Dokumenttext:
********************

Das dürfte sich nun ändern: Tiafoe hat mit dem 7:6 (3), 7:6 (0), 6:4 gegen Andrej Rublew das Halbfinale bei den US Open erreicht, und es ist nicht nur interessant, dass er das geschafft hat; sondern noch viel mehr, wie er das geschafft hat - und was das bedeutet.

Die Spielweise von Tiafoe elektrisiert das Publikum

Zuerst das Wie: Tiafoe ist einer, der permanent Druck auf den Gegner ausüben will. Er will jeden Ballwechsel kontrollieren: Das beginnt mit Hochriskoaufschlägen (Rublew konnte fast 40 Prozent der Spieleröffnungen nicht zurück ins Feld spielen). Es geht weiter mit Grundschlägen, die Gegner immer weiter nach hinten treiben - laut einer Statistik des Sportkanals ESPN rückte Rublew in den Ballwechseln mit jedem Schlag von Tiafoe durchschnittlich 20 Zentimeter zurück.

Und es endet häufig damit, dass er forsch ans Netz stürmt und Punkte mit gefühlvollen Volley-Stopps beendet: 32 Punkte schaffte er vorne, Rublew vier. Natürlich wird er dabei auch oft passiert oder spielt einen Volley ins Netz oder ins Aus. Bei einer Erfolgsquote von 78 Prozent (gegen Nadal waren es 74) lohnt es sich aber angesichts der Tatsache, dass er weniger als die Hälfte der Grundlinienduelle (49 Prozent gegen Rublew, 46 gegen Nadal) gewinnt.

Ball und Gegner stets im Blick: Frances Tiafoe will jeden Ballwechsel kontrollieren. (Foto: Kena Betancur/AFP)

Diese Spielweise elektrisiert das Publikum, also sind die erwähnten Gifs keine Spielerei, sondern auch ein Zeugnis davon, wie Tiafoe emotional Druck auf seine Gegner ausübt. So wie man bei Kyrgios auf den nächsten Ausraster wartet, verfolgt man die Matches von Tiafoe gebannt auf der Suche nach der nächsten Gif-fähigen Aktion.

********************

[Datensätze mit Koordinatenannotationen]
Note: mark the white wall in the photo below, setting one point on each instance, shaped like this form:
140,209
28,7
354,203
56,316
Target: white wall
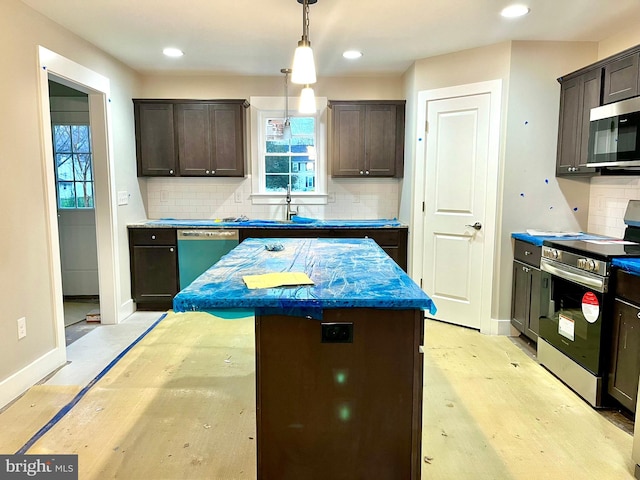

********************

Aufgabe 1: Gib aus dem Text über Tiafoes Spielweise den Abschnitt von "Und es endet" bis "(Foto: Kena Betancur/AFP)" wortgetreu zurück.
Aufgabe 2: Ermittle alle Zeilen der Auflistung, in denen das Wort "wall" vorkommt, und gib sie unverändert wieder.

Vollständige Ausgabe 1:
Und es endet häufig damit, dass er forsch ans Netz stürmt und Punkte mit gefühlvollen Volley-Stopps beendet: 32 Punkte schaffte er vorne, Rublew vier. Natürlich wird er dabei auch oft passiert oder spielt einen Volley ins Netz oder ins Aus. Bei einer Erfolgsquote von 78 Prozent (gegen Nadal waren es 74) lohnt es sich aber angesichts der Tatsache, dass er weniger als die Hälfte der Grundlinienduelle (49 Prozent gegen Rublew, 46 gegen Nadal) gewinnt.

Ball und Gegner stets im Blick: Frances Tiafoe will jeden Ballwechsel kontrollieren. (Foto: Kena Betancur/AFP)

Vollständige Ausgabe 2:
Note: mark the white wall in the photo below, setting one point on each instance, shaped like this form:
Target: white wall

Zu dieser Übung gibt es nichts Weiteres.